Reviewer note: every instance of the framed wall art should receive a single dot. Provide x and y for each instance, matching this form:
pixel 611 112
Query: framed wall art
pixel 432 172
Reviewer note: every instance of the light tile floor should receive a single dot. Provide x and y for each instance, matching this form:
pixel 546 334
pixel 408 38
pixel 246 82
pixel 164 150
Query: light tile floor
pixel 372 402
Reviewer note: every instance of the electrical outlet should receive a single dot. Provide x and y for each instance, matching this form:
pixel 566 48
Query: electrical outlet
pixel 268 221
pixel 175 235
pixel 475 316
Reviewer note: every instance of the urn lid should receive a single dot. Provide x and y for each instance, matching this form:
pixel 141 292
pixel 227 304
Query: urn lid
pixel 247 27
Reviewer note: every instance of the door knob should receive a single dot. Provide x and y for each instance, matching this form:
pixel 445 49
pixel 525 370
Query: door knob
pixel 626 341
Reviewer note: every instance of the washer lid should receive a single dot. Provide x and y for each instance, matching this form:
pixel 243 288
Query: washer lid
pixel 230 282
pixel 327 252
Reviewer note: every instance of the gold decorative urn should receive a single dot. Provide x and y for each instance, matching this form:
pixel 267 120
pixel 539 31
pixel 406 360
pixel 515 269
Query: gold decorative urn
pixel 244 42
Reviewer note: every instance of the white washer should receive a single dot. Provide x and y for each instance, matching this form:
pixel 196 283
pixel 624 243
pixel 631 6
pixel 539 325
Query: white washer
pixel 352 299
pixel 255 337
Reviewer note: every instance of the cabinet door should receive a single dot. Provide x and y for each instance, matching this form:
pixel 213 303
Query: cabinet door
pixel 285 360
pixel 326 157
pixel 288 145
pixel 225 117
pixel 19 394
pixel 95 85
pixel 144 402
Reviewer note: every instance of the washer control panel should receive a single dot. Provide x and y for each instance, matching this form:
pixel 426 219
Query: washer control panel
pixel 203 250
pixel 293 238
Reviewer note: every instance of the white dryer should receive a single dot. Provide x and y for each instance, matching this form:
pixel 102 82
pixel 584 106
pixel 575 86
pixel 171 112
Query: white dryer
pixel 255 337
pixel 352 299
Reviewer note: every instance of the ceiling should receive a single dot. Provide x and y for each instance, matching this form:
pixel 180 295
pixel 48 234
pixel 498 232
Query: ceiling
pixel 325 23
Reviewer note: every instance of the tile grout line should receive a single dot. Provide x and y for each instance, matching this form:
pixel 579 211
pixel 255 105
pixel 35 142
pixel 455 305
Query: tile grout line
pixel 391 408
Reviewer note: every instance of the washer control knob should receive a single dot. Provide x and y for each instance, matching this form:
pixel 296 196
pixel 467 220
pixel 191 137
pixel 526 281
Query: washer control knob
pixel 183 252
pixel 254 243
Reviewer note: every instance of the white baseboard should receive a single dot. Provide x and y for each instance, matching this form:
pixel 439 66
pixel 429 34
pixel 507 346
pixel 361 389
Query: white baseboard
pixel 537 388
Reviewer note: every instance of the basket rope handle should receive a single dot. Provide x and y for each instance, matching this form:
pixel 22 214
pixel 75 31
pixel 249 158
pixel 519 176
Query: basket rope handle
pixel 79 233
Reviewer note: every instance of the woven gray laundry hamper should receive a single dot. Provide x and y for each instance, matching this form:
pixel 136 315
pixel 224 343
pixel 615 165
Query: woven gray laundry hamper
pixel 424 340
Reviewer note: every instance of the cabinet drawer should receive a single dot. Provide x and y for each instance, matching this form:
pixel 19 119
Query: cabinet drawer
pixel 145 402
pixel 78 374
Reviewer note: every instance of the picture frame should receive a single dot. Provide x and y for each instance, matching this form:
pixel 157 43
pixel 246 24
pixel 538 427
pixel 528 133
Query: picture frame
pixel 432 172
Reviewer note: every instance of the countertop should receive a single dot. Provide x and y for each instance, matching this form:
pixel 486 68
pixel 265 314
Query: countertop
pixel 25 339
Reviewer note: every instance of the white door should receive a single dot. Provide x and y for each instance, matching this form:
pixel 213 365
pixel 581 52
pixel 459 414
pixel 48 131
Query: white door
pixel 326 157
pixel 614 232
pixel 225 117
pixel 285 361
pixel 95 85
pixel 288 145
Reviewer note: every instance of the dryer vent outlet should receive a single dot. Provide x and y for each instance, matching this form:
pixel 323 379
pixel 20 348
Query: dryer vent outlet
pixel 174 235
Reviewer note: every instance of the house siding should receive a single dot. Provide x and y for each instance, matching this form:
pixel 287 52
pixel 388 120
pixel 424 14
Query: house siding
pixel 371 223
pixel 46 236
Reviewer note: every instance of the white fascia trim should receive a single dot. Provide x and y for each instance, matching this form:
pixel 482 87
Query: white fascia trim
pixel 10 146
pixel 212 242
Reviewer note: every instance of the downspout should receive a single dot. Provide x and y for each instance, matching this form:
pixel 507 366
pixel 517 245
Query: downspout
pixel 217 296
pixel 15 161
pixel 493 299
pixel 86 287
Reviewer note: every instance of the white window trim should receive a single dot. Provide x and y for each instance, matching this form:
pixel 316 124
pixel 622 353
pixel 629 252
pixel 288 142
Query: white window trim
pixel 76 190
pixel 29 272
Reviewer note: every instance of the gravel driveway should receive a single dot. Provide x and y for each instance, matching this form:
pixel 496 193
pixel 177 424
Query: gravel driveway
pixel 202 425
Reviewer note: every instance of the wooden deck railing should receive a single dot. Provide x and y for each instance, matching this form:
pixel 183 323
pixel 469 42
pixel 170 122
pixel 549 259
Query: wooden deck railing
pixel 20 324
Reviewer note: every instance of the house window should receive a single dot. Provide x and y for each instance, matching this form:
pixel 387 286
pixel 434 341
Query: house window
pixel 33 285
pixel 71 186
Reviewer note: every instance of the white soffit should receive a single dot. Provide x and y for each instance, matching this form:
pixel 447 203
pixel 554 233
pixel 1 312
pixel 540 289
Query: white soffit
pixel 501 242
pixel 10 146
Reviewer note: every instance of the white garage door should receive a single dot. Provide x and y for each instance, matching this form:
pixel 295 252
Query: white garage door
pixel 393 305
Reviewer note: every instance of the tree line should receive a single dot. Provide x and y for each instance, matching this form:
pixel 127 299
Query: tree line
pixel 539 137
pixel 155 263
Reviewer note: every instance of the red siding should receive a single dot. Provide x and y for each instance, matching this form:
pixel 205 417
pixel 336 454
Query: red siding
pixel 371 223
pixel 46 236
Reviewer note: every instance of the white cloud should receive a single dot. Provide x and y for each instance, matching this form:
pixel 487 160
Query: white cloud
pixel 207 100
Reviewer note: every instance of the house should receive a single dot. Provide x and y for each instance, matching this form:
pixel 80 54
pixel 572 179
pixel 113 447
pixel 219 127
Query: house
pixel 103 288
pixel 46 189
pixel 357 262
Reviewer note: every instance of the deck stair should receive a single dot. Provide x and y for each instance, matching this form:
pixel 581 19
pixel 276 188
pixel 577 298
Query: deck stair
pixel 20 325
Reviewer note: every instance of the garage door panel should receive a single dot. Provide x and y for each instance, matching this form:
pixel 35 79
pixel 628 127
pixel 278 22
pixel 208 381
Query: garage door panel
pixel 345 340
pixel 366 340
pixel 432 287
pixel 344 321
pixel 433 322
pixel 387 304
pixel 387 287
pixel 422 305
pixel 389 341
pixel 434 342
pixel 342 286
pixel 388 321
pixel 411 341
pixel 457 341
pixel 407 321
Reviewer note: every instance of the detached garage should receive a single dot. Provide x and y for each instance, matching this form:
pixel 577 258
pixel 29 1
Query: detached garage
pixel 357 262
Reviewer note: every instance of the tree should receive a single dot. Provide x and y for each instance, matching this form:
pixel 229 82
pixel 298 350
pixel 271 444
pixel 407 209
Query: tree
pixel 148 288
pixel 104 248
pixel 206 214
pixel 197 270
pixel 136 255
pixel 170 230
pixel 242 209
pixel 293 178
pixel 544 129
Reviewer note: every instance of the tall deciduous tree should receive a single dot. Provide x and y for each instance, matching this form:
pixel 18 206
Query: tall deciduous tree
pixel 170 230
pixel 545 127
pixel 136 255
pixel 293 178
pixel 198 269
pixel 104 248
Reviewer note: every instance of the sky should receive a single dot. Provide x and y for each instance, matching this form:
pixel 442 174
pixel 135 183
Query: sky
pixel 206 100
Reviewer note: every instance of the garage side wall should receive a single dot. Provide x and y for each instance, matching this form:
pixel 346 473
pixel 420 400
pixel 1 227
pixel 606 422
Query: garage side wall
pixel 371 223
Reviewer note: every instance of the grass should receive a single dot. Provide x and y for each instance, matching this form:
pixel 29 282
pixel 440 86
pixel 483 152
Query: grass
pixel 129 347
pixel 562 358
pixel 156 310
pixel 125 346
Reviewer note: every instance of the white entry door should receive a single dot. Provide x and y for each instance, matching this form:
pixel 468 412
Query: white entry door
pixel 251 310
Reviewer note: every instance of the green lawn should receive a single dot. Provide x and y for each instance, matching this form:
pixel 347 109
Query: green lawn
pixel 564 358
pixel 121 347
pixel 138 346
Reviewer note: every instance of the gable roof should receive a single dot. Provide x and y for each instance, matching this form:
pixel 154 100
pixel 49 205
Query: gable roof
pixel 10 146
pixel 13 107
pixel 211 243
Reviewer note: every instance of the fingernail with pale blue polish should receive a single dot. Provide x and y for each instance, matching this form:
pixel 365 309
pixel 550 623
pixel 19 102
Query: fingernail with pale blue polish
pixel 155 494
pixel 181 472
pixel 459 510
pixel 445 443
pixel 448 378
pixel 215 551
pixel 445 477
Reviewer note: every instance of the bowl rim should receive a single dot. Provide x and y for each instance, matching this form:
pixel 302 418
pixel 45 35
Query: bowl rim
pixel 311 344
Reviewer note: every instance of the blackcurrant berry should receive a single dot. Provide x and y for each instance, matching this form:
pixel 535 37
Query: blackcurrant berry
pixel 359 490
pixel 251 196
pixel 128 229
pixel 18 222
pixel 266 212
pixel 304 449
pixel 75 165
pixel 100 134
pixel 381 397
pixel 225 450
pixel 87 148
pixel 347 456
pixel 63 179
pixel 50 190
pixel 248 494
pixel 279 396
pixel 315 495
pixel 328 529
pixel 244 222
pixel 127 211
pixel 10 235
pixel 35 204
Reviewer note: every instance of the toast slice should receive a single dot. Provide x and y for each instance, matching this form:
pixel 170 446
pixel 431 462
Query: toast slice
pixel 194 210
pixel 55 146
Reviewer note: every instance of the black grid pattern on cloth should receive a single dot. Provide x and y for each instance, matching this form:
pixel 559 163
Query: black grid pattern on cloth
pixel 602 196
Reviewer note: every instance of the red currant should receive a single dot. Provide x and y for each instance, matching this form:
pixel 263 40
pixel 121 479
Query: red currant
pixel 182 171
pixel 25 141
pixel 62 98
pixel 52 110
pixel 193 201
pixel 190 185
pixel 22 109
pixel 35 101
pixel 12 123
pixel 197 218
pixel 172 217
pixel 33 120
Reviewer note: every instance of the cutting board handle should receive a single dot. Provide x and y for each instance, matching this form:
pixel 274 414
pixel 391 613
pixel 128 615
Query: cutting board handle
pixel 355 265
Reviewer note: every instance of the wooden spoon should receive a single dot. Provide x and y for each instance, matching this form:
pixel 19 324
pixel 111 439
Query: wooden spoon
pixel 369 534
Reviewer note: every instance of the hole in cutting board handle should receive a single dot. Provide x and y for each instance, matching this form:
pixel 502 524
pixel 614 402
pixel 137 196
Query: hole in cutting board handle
⁂
# TRY IT
Scan the lines above for the word "hole" and copy every one where it occurs.

# TASK SOLUTION
Reviewer note: every instance of the hole in cutting board handle should receive a single dot. Provide x and y for each instance, matching this form:
Query: hole in cutting board handle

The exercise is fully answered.